WHAT IS ASKED
Extend the passage below on computer reliability, disk errors and data checksums by writing the paragraphs that would follow its final sentence.

EXCERPT
:::::

So it is obviously apparent that servers need a different degree of reliability – and it’s easy to justify spending the money.

Desktop machines also need reliability, more so than most people expect. In a business when a desktop machine crashes it wastes employee time. If a crash wastes an hour (which is not unlikely given that previously saved work may need to be re-checked) then it can easily cost the business $100 (the value of the other work that the employee might have done). Two such crashes per week could cost the business as much as $8000 per year. The price difference between a typical desktop machine and a low-end workstation (or deskside server) is considerably less than that (when I investigated the prices almost a year ago desktop machines with server features ranged in price from $800 to $2400 [1]).

Some machines in a home environment need significant reliability. For example when students are completing high-school their assignments have a lot of time invested in them. Losing an assignment due to a computer problem shortly before it’s due in could impact their ability to get a place in the university course that they most desire! Then there is also data which is irreplaceable, one example I heard of was of a woman who’s computer had a factory pre-load of Windows, during a storm the machine rebooted and reinstalled itself to the factory defaults – wiping several years of baby photos… In both cases better backups would mostly solve the problem.

For business use the common scenario is to have file servers storing all data and have very little data stored on the PC (ideally have no data on the PC). In this case a disk error would not lose any data (unless the swap space was corrupted and something important was paged out when the disk failed). For home use the backup requirements are quite small. If a student is working on an important assignment then they can back it up to removable media whenever they reach a milestone. Probably the best protection against disk errors destroying assignments would be a bulk purchase of USB flash storage sticks.

Disk errors are usually easy to detect. Most errors are in the form of data which can not be read back, when that happens the OS will give an error message to the user explaining what happened. Then if you have good backups you revert to them and hope that you didn’t lose too much work in the mean-time (you also hope that your backups are actually readable – but that’s another issue). The less common errors are lost-writes – where the OS writes data to disk but the disk doesn’t store it. This is a little more difficult to discover as the drive will return bad data (maybe an old version of the file data or maybe data from a different file) and claim it to be good.

The general idea nowadays is that a filesystem should check the consistency of the data it returns. Two new filesystems, ZFS from Sun [2] and BTRFS from Oracle [3] implement checksums of data stored on disk. ZFS is apparently production ready while BTRFS is apparently not nearly ready. I expect that from now on whenever anyone designs a filesystem for anything but the smallest machines (EG PDAs and phones) they will include data integrity mechanisms in the design.

I believe that once such features become commonly used the need for RAID on low-end systems will dramatically decrease. A combination of good backups and knowing when your live data is corrupted will often be a good substitute for preserving the integrity of the live data. Not that RAID will necessarily protect your data – with most RAID configurations if a hard disk returns bad data and claims it to be good (the case of lost writes) then the system will not read data from other disks for checksum validation and the bad data will be accepted.

It’s easy to compute checksums of important files and verify them later. One simple way of doing so is to compress the files, every file compression program that I’ve seen has some degree of error detection.

:::::

EXTRACTED ENTRIES
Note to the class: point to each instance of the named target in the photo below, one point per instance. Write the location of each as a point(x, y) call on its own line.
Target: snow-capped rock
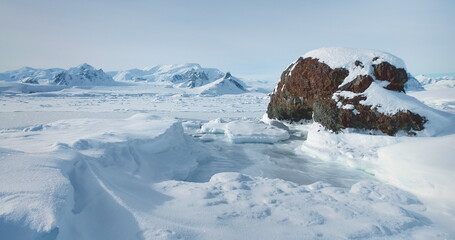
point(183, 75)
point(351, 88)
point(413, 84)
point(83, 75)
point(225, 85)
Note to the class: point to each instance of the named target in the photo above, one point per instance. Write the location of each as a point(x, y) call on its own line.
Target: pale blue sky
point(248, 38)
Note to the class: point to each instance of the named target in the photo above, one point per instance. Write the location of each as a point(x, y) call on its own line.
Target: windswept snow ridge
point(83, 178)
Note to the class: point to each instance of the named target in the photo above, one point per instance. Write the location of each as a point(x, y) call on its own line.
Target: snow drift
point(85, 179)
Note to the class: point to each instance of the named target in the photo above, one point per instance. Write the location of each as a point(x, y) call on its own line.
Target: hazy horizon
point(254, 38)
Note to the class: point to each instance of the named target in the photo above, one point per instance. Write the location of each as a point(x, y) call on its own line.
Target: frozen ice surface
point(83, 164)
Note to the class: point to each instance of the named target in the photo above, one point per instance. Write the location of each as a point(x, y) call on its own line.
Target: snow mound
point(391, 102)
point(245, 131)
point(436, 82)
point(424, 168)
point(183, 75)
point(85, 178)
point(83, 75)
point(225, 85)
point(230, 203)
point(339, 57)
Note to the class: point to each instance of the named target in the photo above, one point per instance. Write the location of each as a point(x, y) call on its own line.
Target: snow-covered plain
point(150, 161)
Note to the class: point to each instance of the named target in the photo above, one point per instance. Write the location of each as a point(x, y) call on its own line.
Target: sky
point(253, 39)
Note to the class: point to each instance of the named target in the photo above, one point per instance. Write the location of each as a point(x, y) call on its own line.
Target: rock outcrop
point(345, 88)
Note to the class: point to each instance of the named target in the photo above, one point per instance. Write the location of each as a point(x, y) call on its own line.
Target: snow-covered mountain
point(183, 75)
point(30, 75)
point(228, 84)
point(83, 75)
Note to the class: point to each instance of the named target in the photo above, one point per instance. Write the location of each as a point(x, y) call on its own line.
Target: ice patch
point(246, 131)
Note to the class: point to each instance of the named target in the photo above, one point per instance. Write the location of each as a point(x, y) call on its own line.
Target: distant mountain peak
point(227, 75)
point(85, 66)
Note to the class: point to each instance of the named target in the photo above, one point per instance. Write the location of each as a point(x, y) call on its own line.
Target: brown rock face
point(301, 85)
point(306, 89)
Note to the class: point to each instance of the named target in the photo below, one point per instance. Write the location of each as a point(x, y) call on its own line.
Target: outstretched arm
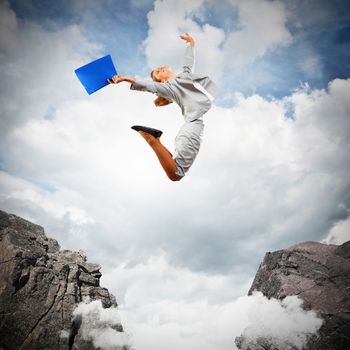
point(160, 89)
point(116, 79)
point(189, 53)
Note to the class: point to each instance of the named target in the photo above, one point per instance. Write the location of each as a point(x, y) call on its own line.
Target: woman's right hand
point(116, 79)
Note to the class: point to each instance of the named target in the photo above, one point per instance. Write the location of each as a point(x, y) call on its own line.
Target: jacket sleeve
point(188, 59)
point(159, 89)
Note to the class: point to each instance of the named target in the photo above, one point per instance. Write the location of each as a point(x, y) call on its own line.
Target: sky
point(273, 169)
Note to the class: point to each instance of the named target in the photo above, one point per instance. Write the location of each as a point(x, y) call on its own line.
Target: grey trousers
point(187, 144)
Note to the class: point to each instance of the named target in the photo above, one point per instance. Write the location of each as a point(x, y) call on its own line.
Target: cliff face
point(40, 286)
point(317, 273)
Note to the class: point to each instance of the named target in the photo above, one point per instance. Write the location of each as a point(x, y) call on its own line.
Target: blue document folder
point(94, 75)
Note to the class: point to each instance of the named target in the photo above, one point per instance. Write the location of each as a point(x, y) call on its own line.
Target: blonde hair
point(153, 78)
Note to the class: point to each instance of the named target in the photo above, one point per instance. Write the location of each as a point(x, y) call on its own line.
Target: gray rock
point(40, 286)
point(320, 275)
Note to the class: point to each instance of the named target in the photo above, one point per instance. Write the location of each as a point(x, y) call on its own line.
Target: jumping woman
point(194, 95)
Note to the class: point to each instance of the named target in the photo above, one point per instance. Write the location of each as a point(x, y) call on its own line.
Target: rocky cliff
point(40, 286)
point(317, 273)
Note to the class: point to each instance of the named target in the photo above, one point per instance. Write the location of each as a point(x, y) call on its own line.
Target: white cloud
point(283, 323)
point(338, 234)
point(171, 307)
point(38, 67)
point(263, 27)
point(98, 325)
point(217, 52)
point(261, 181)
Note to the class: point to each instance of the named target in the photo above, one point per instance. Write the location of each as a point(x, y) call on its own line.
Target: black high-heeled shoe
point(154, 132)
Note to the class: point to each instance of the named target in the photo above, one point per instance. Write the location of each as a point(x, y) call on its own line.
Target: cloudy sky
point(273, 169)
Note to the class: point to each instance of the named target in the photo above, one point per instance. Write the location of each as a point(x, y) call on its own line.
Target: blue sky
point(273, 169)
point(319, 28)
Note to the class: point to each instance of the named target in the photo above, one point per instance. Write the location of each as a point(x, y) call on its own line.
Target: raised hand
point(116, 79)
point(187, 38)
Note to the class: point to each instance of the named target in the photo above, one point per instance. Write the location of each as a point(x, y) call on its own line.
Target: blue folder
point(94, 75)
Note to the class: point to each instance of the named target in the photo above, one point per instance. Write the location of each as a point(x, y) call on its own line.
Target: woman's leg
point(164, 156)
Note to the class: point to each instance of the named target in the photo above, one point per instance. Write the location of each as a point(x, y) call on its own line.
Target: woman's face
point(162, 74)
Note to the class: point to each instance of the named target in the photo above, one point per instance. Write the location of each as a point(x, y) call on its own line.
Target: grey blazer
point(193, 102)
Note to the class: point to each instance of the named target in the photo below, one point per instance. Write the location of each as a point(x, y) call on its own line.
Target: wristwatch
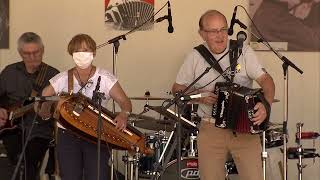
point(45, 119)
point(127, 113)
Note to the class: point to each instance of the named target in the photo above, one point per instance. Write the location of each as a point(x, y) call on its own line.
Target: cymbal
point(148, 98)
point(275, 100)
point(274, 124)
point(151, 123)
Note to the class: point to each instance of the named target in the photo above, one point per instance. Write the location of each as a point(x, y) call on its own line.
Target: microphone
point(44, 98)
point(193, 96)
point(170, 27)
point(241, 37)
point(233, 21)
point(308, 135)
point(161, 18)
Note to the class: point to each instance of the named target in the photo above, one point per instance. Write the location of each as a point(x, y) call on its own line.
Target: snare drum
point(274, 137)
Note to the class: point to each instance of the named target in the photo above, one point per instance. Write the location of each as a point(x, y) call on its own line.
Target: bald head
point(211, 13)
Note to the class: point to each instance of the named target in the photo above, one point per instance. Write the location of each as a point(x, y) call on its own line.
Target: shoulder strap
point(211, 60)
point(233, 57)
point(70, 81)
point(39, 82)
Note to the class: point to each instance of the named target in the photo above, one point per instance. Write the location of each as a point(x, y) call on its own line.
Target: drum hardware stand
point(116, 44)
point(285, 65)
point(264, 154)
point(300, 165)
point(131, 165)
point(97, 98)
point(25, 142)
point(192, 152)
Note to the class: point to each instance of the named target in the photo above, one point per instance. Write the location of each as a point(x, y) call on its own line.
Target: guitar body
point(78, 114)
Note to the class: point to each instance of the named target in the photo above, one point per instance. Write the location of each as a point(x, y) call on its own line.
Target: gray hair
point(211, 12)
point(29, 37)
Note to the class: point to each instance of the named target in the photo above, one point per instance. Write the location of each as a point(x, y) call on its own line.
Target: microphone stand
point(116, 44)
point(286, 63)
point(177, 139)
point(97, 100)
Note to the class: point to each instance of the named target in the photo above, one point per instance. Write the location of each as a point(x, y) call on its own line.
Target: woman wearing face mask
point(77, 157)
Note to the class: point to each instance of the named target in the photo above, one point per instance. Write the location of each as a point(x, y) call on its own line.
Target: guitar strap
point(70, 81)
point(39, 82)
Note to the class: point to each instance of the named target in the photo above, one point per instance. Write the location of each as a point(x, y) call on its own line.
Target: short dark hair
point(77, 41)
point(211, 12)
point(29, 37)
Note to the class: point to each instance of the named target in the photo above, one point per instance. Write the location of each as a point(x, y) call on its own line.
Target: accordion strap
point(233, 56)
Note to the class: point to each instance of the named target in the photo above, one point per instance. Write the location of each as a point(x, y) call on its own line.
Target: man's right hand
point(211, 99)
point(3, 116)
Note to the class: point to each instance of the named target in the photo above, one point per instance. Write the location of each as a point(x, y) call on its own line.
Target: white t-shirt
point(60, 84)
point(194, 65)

:::::

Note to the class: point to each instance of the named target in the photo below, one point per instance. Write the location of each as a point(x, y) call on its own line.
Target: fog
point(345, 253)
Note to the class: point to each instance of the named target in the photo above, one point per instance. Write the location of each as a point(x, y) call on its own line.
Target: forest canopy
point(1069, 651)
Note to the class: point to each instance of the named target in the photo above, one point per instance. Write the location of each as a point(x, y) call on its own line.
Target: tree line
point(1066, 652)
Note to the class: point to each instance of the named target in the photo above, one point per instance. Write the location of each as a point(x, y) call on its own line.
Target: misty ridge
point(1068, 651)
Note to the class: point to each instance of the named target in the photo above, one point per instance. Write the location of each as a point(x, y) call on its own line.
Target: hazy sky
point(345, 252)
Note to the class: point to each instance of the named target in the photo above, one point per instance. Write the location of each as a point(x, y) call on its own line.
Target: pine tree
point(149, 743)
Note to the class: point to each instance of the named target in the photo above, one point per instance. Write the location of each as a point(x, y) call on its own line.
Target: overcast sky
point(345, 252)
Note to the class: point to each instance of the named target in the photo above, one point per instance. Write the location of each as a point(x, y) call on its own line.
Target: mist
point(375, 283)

:::::

FINAL ANSWER
Now the real problem with RAM which lacks ECC is that it can lose data without the user knowing. There is no possibility of software checks because any software which checks for data integrity could itself be mislead by memory errors. I once had a machine which experienced filesystem corruption on occasion, eventually I discovered that it had a memory error (memtest86+ reported a problem). I will never know whether some data was corrupted on disk because of this. Sifting through a large amount of stored data for some files which may have been corrupted due to memory errors is almost impossible. Especially when there was a period of weeks of unreliable operation of the machine in question.

Checking the integrity of file data by using the verify option of a file compression utility, fsck on a filesystem that stores checksums on data, or any of the other methods is not difficult.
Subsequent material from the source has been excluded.